• [GOAL OF THE EXERCISE]
Return the records that follow unaltered. Omit every picture.

• [DATA LINES]
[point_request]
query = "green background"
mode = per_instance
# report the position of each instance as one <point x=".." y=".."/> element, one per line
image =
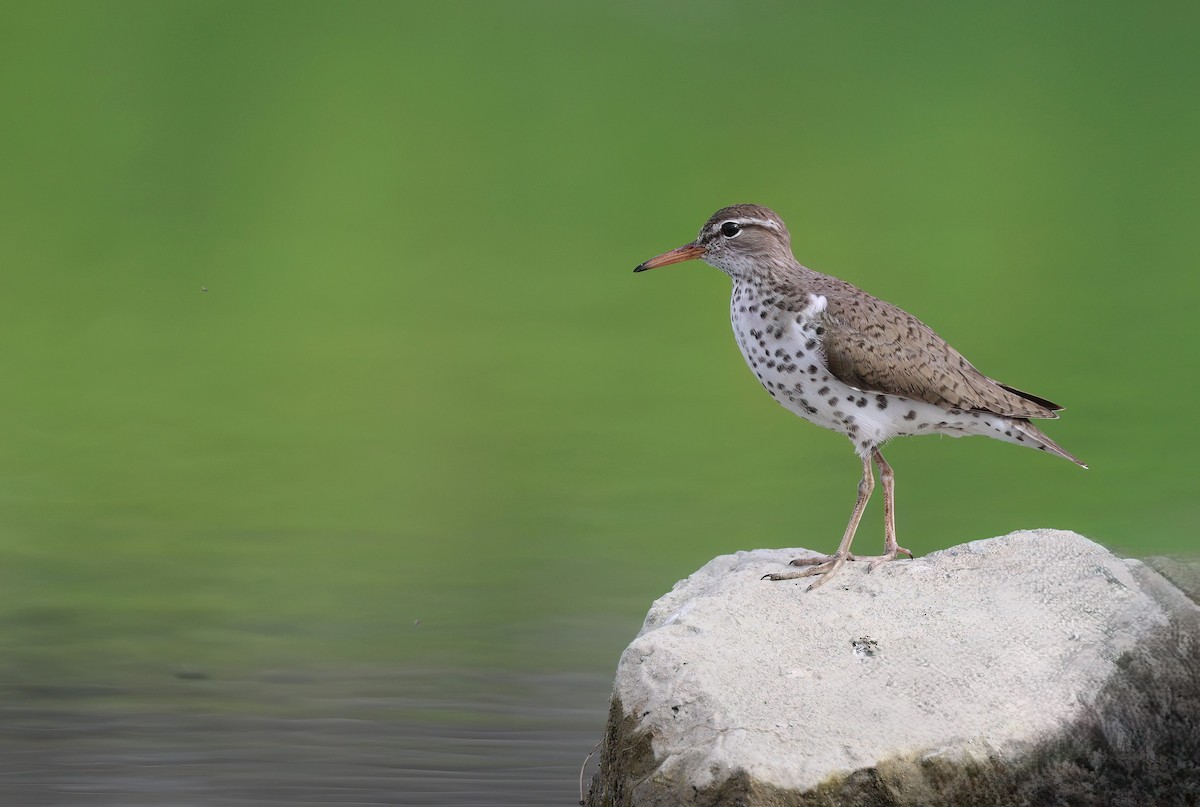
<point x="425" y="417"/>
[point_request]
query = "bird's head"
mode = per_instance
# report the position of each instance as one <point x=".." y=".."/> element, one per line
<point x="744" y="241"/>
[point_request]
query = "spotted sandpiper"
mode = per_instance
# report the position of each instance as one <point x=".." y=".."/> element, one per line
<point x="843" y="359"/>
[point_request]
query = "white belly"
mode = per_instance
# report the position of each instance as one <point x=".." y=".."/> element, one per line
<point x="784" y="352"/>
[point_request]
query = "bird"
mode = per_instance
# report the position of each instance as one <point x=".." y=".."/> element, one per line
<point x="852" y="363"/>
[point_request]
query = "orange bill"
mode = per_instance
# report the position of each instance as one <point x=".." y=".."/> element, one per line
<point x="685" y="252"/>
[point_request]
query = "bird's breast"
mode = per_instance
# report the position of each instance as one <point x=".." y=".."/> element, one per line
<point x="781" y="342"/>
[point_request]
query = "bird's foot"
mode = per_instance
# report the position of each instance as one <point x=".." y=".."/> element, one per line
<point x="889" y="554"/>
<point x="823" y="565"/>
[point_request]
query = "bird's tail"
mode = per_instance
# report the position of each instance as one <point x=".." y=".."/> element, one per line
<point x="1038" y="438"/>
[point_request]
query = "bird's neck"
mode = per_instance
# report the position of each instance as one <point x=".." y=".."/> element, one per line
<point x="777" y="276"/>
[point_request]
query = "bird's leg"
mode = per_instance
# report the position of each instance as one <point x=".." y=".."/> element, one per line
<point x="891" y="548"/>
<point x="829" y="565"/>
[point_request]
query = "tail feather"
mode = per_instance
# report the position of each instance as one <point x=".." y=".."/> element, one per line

• [EXPECTED ANSWER]
[point_request]
query = "green background"
mode = per_instance
# report the position of each instance as one <point x=".." y=".."/> element, one per line
image =
<point x="425" y="417"/>
[point_request]
query = "bird's head"
mode = per_instance
# report the position of each instance as one <point x=".." y=".."/> element, one per line
<point x="744" y="241"/>
[point_request]
query = "spotted sandpiper"
mode = per_instance
# report the position of each instance as one <point x=".." y=".."/> element, one per line
<point x="843" y="359"/>
[point_request]
query = "white belly"
mode = per_instance
# report the position of each instance as one <point x=".." y=".."/> element, one per line
<point x="784" y="352"/>
[point_request]
query = "bird"
mode = per_instance
# report the position of each instance as one <point x=".." y=".."/> element, one per line
<point x="852" y="363"/>
[point_request]
query = "orange bill"
mode = per_instance
# report the position of each instance as one <point x=".." y=".."/> element, one per line
<point x="685" y="252"/>
[point_request]
query = "bird's breast"
mode = per_instance
# report the position of each instance as one <point x=".." y=".."/> element, one per line
<point x="781" y="342"/>
[point_request]
query = "bird's foot"
mode = per_instance
# report the position of each instance as one <point x=".." y=".."/> element, one per line
<point x="889" y="554"/>
<point x="823" y="565"/>
[point_request]
query = "bird's tail"
mode = per_instance
# report the position of each instance as one <point x=".." y=".."/> element, one per line
<point x="1038" y="438"/>
[point_request]
query = "bird's neck"
mode = per_instance
# report the position of each instance as one <point x=".." y=".."/> element, one per line
<point x="777" y="276"/>
[point_request]
query = "bird's leg"
mode = per_instance
# report the position of each instance as one <point x=".." y=".."/> element, one per line
<point x="891" y="548"/>
<point x="829" y="565"/>
[point_request]
query = "tail feather"
mode = per_instance
# report the position of each instance as one <point x=".." y=".."/> element, one per line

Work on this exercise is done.